• DATA FOR THE TASK:
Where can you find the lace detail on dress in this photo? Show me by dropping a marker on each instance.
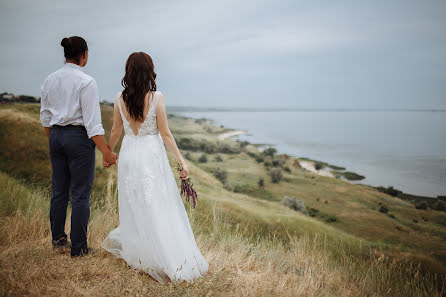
(149, 126)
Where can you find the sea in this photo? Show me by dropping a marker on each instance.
(405, 149)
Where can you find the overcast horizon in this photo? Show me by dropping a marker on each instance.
(373, 54)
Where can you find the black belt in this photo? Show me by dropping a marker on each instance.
(68, 127)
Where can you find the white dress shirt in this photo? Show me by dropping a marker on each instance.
(70, 97)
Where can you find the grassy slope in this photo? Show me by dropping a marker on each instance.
(230, 226)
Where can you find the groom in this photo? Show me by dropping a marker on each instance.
(71, 116)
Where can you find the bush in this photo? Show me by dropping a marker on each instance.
(276, 163)
(439, 205)
(422, 205)
(295, 204)
(312, 211)
(383, 209)
(188, 144)
(226, 148)
(332, 219)
(259, 158)
(209, 147)
(203, 159)
(269, 151)
(390, 190)
(276, 175)
(221, 175)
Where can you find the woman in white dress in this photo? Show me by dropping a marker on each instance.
(154, 234)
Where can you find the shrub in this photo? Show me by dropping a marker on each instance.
(421, 205)
(269, 151)
(203, 159)
(243, 143)
(221, 174)
(383, 209)
(390, 190)
(276, 175)
(295, 204)
(209, 147)
(439, 205)
(313, 211)
(332, 219)
(259, 158)
(227, 186)
(318, 166)
(226, 148)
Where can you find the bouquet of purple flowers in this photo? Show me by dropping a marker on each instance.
(187, 187)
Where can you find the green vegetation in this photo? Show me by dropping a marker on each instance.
(344, 246)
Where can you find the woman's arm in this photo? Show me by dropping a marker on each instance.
(169, 141)
(116, 131)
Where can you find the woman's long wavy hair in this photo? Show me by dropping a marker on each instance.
(138, 80)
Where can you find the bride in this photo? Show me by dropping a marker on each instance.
(154, 234)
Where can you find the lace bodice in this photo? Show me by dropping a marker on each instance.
(149, 126)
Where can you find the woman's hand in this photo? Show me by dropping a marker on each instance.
(185, 172)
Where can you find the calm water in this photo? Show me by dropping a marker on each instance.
(405, 149)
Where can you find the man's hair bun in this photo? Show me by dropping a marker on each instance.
(74, 48)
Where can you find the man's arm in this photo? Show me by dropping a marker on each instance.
(45, 113)
(91, 115)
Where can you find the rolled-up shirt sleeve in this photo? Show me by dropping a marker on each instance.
(91, 111)
(45, 113)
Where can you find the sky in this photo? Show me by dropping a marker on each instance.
(281, 54)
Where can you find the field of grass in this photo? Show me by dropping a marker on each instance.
(255, 245)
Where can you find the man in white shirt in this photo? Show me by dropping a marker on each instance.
(71, 116)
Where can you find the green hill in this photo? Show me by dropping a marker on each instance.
(343, 246)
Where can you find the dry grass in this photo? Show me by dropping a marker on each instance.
(238, 267)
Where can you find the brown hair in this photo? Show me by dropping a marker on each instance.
(139, 79)
(74, 47)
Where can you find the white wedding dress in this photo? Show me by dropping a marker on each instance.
(154, 234)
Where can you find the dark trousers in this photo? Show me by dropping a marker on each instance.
(73, 161)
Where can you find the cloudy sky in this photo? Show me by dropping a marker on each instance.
(321, 54)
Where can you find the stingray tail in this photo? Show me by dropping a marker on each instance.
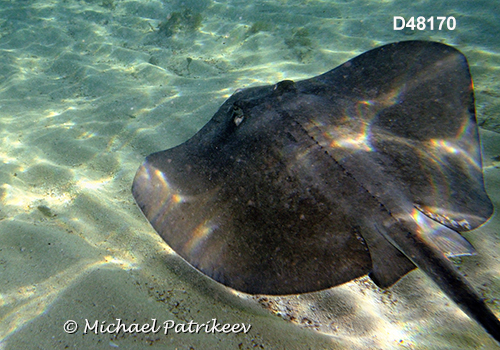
(437, 266)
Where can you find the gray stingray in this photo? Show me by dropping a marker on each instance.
(371, 168)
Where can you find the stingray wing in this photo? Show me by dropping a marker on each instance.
(276, 193)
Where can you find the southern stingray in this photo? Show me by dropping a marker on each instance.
(371, 168)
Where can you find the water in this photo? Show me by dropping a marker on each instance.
(89, 88)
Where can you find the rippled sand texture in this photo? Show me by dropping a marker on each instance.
(89, 88)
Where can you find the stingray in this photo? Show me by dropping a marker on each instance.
(371, 168)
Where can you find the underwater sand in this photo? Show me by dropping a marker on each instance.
(89, 88)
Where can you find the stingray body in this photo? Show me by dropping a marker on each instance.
(371, 168)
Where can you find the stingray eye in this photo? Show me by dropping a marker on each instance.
(237, 115)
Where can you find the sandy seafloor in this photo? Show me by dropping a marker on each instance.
(89, 88)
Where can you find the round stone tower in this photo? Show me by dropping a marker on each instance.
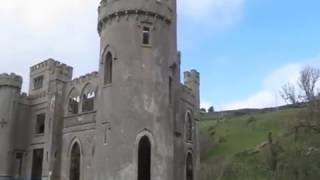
(135, 122)
(10, 86)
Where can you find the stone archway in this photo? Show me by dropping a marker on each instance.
(144, 159)
(75, 162)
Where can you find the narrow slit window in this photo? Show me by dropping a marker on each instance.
(108, 69)
(146, 35)
(38, 82)
(40, 124)
(170, 90)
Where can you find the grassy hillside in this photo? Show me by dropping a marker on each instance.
(237, 147)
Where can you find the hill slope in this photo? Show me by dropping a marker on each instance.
(237, 147)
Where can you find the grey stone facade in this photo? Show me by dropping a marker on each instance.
(132, 119)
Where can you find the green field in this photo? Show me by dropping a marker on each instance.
(236, 147)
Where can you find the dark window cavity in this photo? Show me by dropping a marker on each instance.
(170, 90)
(144, 159)
(38, 82)
(75, 162)
(146, 35)
(189, 167)
(108, 69)
(37, 160)
(88, 99)
(189, 127)
(73, 102)
(40, 123)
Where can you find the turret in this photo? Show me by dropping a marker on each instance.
(10, 85)
(138, 49)
(192, 81)
(42, 73)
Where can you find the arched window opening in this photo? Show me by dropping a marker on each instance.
(88, 99)
(144, 159)
(74, 101)
(189, 127)
(189, 167)
(75, 162)
(108, 69)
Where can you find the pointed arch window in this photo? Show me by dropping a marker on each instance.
(73, 102)
(189, 127)
(144, 159)
(108, 69)
(88, 98)
(75, 162)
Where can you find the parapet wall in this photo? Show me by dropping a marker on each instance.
(85, 78)
(53, 66)
(11, 80)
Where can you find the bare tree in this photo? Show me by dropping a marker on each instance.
(309, 76)
(288, 93)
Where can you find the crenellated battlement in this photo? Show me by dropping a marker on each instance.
(187, 90)
(85, 78)
(191, 76)
(11, 80)
(154, 11)
(53, 66)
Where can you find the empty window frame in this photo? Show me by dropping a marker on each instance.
(40, 123)
(108, 69)
(146, 35)
(88, 98)
(38, 82)
(73, 102)
(189, 127)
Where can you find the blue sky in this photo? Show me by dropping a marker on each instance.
(244, 49)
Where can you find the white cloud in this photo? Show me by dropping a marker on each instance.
(205, 104)
(42, 15)
(217, 13)
(269, 96)
(35, 30)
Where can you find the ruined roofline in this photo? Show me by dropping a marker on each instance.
(51, 64)
(85, 78)
(12, 80)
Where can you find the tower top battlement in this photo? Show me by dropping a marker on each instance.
(155, 10)
(192, 76)
(11, 80)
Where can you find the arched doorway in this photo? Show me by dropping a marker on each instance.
(144, 159)
(189, 167)
(75, 162)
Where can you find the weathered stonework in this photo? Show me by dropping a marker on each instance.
(133, 113)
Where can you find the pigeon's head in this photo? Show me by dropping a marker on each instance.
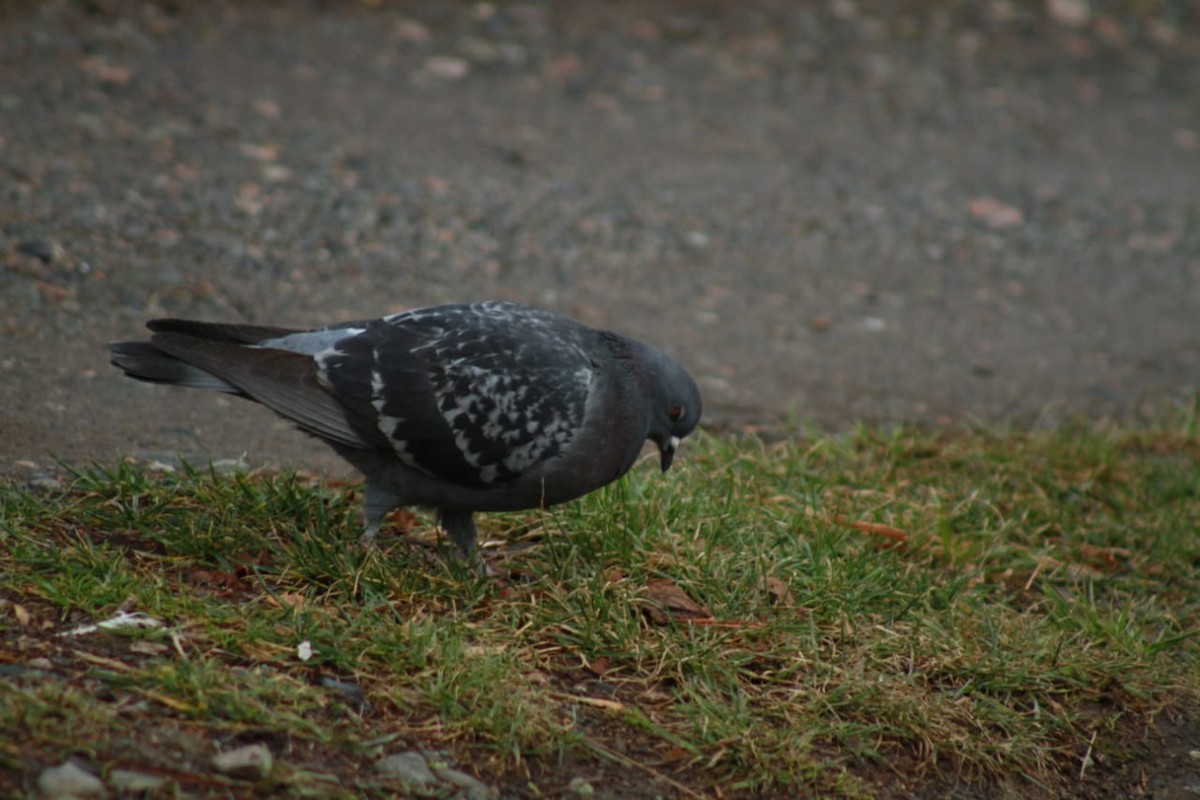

• WHAT YOU WILL DO: Show each line of the records that contains the word "field", copied in full.

• COMPLETE OUTPUT:
Where can you find the field of grass in this photo? Show me by dropping a marker on each instance.
Where can you find the green field in this photo? Show me by dropping a marker on each instance.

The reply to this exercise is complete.